Below are the records. Retype exactly the lines between the lines holding "box: [100, 159, 109, 168]" and "rough mask: <svg", inclusive.

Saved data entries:
---
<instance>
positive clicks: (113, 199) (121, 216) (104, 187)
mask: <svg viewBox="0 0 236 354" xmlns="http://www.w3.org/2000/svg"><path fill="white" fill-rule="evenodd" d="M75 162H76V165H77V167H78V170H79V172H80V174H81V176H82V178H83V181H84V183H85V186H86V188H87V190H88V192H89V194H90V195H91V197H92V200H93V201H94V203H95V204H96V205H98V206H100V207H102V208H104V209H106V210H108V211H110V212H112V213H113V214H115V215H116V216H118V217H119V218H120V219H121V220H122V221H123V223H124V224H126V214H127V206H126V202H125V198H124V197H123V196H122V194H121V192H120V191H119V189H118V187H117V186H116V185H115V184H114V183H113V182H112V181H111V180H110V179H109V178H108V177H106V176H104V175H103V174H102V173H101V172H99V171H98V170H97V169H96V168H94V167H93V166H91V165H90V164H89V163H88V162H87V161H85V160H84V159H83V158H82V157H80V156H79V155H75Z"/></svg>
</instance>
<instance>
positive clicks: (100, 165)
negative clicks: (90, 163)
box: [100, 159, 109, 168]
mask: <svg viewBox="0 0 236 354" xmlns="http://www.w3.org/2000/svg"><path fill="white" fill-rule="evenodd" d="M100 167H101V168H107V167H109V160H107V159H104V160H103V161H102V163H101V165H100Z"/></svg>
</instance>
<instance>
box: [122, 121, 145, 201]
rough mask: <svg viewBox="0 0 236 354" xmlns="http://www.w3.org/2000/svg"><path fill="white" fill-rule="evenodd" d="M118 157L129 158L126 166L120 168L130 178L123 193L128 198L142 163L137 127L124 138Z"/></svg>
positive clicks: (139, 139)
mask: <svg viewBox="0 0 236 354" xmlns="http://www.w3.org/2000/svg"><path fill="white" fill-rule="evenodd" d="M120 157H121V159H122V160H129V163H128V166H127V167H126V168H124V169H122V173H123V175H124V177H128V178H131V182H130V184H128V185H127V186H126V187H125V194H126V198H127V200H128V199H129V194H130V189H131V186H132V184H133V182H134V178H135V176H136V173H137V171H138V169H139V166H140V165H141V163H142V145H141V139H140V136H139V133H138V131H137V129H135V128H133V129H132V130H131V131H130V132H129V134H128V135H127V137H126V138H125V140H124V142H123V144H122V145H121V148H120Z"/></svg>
---
Worked solution
box: [100, 159, 109, 168]
mask: <svg viewBox="0 0 236 354" xmlns="http://www.w3.org/2000/svg"><path fill="white" fill-rule="evenodd" d="M100 167H101V168H107V167H109V160H107V159H104V160H103V161H102V163H101V165H100Z"/></svg>
</instance>
<instance>
box: [122, 121, 145, 201]
rough mask: <svg viewBox="0 0 236 354" xmlns="http://www.w3.org/2000/svg"><path fill="white" fill-rule="evenodd" d="M118 157L129 158L126 166L120 168L130 178L123 193L128 198L142 163L137 127L124 138Z"/></svg>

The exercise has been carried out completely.